Supplied records »
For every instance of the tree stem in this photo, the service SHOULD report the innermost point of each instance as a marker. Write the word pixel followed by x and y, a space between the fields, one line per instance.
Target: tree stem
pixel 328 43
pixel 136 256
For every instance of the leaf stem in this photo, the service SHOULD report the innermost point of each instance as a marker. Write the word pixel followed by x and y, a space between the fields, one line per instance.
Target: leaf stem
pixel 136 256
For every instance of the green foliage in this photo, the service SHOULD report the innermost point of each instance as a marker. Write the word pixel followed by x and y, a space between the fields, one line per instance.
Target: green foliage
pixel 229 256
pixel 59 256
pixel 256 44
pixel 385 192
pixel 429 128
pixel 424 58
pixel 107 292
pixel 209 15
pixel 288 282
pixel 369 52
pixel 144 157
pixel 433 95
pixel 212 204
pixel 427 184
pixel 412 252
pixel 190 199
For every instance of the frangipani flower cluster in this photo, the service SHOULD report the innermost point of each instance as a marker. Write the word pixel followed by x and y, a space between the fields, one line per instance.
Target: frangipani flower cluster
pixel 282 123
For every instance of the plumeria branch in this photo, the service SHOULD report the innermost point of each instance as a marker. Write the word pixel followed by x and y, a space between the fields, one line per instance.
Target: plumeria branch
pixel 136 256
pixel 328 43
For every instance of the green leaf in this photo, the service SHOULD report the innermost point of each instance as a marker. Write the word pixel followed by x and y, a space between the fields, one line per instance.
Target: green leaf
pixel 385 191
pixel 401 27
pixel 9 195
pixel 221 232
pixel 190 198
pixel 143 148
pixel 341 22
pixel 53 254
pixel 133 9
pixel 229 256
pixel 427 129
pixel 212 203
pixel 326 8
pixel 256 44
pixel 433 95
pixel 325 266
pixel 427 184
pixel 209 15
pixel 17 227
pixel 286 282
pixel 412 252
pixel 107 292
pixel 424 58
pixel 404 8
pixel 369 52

Exercise task » Please lay out every line of the records above as a Markdown table with two columns, Row for the row number and Line for the line itself. Leave out any blank lines.

Solution »
| Row | Line |
|---|---|
| 1 | For every instance of the tree stem in this photo, the service SHOULD report the innermost point of each instance as a marker. Write the word pixel followed by x and y, a space between the fields, one line per instance. |
| 2 | Target: tree stem |
| 3 | pixel 328 43 |
| 4 | pixel 136 256 |
| 5 | For every instance of the leaf stem in this photo, the service SHOULD report the innermost point of each instance as a marker. Write the word pixel followed by x and y, a space between the fields, one line per instance. |
| 6 | Target: leaf stem |
| 7 | pixel 136 256 |
| 8 | For every instance of the green foliage in this photo, the service SHOULD report the innermost point of each instance as a marker. Write the word pixel followed by x and y, a space between the fields, one line per instance. |
| 9 | Target: green foliage |
| 10 | pixel 229 256 |
| 11 | pixel 59 256 |
| 12 | pixel 256 44 |
| 13 | pixel 385 192 |
| 14 | pixel 429 128 |
| 15 | pixel 424 58 |
| 16 | pixel 107 292 |
| 17 | pixel 209 15 |
| 18 | pixel 288 282 |
| 19 | pixel 369 52 |
| 20 | pixel 144 157 |
| 21 | pixel 433 95 |
| 22 | pixel 212 204 |
| 23 | pixel 427 184 |
| 24 | pixel 412 252 |
| 25 | pixel 190 199 |
| 26 | For every instance of the frangipani flower cluster in this photo, the service SHOULD report the innermost point of each instance as a marker. Write the word pixel followed by x and y, a space between the fields, one line per instance. |
| 27 | Target: frangipani flower cluster |
| 28 | pixel 282 123 |
| 29 | For every instance of the plumeria branch in this photo, the service SHOULD report the innermost point of each instance as a marker. Write the word pixel followed by x and y, a space between the fields, one line per instance. |
| 30 | Target: plumeria branch |
| 31 | pixel 136 256 |
| 32 | pixel 328 43 |
| 33 | For every instance of the green leaf in this photo, the service SHOULD report the innermost point of each instance as a marker. Write the word pixel followed by x and y, a space between the fields, one line per instance. |
| 34 | Target: green leaf |
| 35 | pixel 385 191 |
| 36 | pixel 401 27 |
| 37 | pixel 9 195 |
| 38 | pixel 221 232 |
| 39 | pixel 190 198 |
| 40 | pixel 143 148 |
| 41 | pixel 341 22 |
| 42 | pixel 53 254 |
| 43 | pixel 133 9 |
| 44 | pixel 229 256 |
| 45 | pixel 427 129 |
| 46 | pixel 212 203 |
| 47 | pixel 326 8 |
| 48 | pixel 256 44 |
| 49 | pixel 433 95 |
| 50 | pixel 325 266 |
| 51 | pixel 427 184 |
| 52 | pixel 209 15 |
| 53 | pixel 17 227 |
| 54 | pixel 286 282 |
| 55 | pixel 412 252 |
| 56 | pixel 107 292 |
| 57 | pixel 424 58 |
| 58 | pixel 404 8 |
| 59 | pixel 369 52 |